## DESCRIPTION OF THE TASK
Retype, without alteration, each line from the line containing "Point to every instance of the red" to the final line of the records.
______________________________
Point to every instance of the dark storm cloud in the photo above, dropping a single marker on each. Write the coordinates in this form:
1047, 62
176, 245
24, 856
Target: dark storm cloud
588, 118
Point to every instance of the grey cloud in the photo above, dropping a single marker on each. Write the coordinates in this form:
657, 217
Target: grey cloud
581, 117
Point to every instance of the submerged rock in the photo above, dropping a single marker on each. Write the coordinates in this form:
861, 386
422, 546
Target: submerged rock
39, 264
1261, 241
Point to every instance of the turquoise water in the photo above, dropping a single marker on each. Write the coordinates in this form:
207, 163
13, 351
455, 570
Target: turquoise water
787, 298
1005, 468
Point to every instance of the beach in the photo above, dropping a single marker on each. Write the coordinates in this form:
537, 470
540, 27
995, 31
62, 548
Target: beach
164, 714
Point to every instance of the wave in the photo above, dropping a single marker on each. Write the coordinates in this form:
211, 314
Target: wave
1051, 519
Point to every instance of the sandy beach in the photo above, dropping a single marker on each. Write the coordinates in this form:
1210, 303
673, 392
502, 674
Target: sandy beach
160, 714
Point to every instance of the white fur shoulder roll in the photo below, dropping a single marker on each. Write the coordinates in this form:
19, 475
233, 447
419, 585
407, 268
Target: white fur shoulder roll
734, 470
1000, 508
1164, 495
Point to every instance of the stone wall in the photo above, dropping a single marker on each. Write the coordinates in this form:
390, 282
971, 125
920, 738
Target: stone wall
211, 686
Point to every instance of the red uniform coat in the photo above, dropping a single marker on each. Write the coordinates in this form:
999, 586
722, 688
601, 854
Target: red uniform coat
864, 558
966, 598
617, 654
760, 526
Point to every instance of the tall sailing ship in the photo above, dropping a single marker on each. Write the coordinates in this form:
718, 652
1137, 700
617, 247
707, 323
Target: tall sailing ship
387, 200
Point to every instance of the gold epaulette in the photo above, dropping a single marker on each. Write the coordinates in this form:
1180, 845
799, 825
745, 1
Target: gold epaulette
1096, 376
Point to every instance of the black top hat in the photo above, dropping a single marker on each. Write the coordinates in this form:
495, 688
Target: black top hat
______________________________
## EXPECTED ANSWER
Point to every instance of the red uniform coat in the photo above, dropping a single marker on each. Write the coordinates in this form:
999, 586
722, 688
601, 854
Target: red uniform coat
864, 558
966, 598
617, 654
760, 526
Point to every instance of the tall sailing ship in the photo above, dropping a single marker on each. Write the coordinates in this form:
718, 652
1137, 700
617, 247
707, 323
Target: tall sailing ship
387, 200
Point to every instance of the gold epaulette in the photo above, dropping a single marker on each. Write the coordinates in this form:
1180, 845
799, 825
745, 1
Target: gold epaulette
1096, 376
Point to every instance of the black top hat in the photo above, dropping a single marker on each. Write the coordinates in this form:
495, 688
Target: black top hat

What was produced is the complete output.